» Task to carry out: Can you give the data below as a JSON list of strings, with one string for each line and the blank lines left out?

» Source records:
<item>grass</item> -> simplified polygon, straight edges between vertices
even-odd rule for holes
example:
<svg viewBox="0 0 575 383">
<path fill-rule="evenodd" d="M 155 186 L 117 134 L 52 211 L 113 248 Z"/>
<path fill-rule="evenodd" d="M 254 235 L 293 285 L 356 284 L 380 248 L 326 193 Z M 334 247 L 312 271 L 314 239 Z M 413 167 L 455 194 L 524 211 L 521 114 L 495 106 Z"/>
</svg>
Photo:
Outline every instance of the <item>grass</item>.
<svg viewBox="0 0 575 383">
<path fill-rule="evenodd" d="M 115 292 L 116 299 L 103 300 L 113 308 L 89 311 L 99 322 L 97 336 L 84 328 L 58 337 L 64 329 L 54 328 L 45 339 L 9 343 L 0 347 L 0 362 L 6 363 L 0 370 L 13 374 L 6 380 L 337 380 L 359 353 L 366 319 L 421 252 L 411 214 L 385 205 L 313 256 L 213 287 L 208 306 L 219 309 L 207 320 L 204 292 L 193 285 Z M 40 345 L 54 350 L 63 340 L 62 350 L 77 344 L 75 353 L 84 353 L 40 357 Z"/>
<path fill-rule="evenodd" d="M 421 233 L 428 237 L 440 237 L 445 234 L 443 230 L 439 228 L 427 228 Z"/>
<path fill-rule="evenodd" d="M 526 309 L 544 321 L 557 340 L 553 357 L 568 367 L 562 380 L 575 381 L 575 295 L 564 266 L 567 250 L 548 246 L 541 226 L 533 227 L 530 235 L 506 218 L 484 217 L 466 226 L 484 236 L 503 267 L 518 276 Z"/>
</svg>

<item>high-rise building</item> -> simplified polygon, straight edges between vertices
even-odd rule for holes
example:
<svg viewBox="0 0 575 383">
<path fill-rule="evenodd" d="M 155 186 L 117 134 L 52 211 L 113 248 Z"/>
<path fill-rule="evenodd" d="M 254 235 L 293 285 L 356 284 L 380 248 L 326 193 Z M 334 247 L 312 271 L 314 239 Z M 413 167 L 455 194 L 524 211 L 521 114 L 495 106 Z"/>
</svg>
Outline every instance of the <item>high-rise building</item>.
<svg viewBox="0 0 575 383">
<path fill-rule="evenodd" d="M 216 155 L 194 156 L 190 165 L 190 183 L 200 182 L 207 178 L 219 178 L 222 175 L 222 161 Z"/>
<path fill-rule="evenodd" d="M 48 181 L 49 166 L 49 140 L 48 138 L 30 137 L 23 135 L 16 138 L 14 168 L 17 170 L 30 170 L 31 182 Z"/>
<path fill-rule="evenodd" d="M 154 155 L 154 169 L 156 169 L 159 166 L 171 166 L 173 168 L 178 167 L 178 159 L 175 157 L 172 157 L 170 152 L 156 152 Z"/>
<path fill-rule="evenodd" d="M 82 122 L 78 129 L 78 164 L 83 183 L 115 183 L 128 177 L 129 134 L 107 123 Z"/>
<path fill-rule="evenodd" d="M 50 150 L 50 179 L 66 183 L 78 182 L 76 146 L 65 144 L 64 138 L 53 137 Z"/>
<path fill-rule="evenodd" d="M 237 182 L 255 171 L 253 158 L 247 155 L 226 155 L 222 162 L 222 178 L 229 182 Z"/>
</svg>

» Worked solution:
[
  "<item>grass</item> -> simplified polygon, straight edges between vertices",
  "even-odd rule for holes",
  "example:",
  "<svg viewBox=\"0 0 575 383\">",
  "<path fill-rule=\"evenodd\" d=\"M 155 186 L 117 134 L 52 211 L 113 248 Z\"/>",
  "<path fill-rule=\"evenodd\" d=\"M 254 235 L 293 285 L 356 284 L 380 248 L 326 193 Z M 334 247 L 312 271 L 314 239 Z M 413 167 L 455 194 L 524 211 L 521 114 L 495 106 Z\"/>",
  "</svg>",
  "Photo:",
  "Outline every instance of the <item>grass</item>.",
  "<svg viewBox=\"0 0 575 383\">",
  "<path fill-rule=\"evenodd\" d=\"M 115 292 L 116 299 L 103 300 L 113 308 L 89 311 L 99 322 L 97 336 L 84 328 L 58 337 L 64 329 L 54 328 L 45 339 L 9 343 L 0 347 L 0 362 L 6 363 L 0 370 L 13 374 L 6 380 L 337 380 L 359 353 L 366 319 L 421 252 L 411 214 L 385 205 L 313 256 L 213 287 L 208 306 L 219 309 L 207 320 L 204 292 L 193 285 Z M 40 345 L 54 350 L 63 340 L 62 350 L 77 344 L 75 353 L 84 353 L 40 357 Z\"/>",
  "<path fill-rule=\"evenodd\" d=\"M 421 233 L 428 237 L 440 237 L 445 234 L 443 230 L 439 228 L 427 228 Z\"/>",
  "<path fill-rule=\"evenodd\" d=\"M 526 309 L 544 321 L 557 340 L 553 357 L 568 367 L 562 380 L 575 381 L 575 295 L 564 266 L 567 250 L 548 246 L 541 226 L 533 227 L 530 235 L 506 218 L 484 217 L 466 226 L 484 236 L 503 267 L 518 276 Z\"/>",
  "</svg>",
  "<item>high-rise building</item> -> simplified polygon, straight edges between vertices",
  "even-odd rule for holes",
  "example:",
  "<svg viewBox=\"0 0 575 383\">",
  "<path fill-rule=\"evenodd\" d=\"M 155 186 L 117 134 L 52 211 L 113 248 Z\"/>",
  "<path fill-rule=\"evenodd\" d=\"M 254 235 L 293 285 L 356 284 L 380 248 L 326 193 Z M 334 247 L 312 271 L 314 239 Z M 413 167 L 455 194 L 524 211 L 521 114 L 495 106 Z\"/>",
  "</svg>",
  "Outline every instance of the <item>high-rise building</item>.",
  "<svg viewBox=\"0 0 575 383\">",
  "<path fill-rule=\"evenodd\" d=\"M 216 155 L 194 156 L 190 165 L 190 183 L 200 182 L 207 178 L 219 178 L 222 175 L 222 161 Z\"/>",
  "<path fill-rule=\"evenodd\" d=\"M 48 181 L 49 166 L 49 140 L 48 138 L 30 137 L 23 135 L 16 138 L 14 168 L 17 170 L 30 170 L 31 182 Z\"/>",
  "<path fill-rule=\"evenodd\" d=\"M 154 155 L 154 169 L 156 169 L 159 166 L 171 166 L 173 168 L 178 167 L 178 159 L 175 157 L 172 157 L 170 152 L 156 152 Z\"/>",
  "<path fill-rule=\"evenodd\" d=\"M 82 122 L 78 129 L 78 164 L 83 183 L 115 183 L 128 177 L 129 134 L 107 123 Z\"/>",
  "<path fill-rule=\"evenodd\" d=\"M 50 150 L 50 179 L 66 183 L 78 182 L 76 146 L 65 144 L 64 138 L 53 137 Z\"/>",
  "<path fill-rule=\"evenodd\" d=\"M 237 182 L 255 171 L 253 158 L 247 155 L 226 155 L 222 162 L 222 178 L 229 182 Z\"/>",
  "</svg>"
]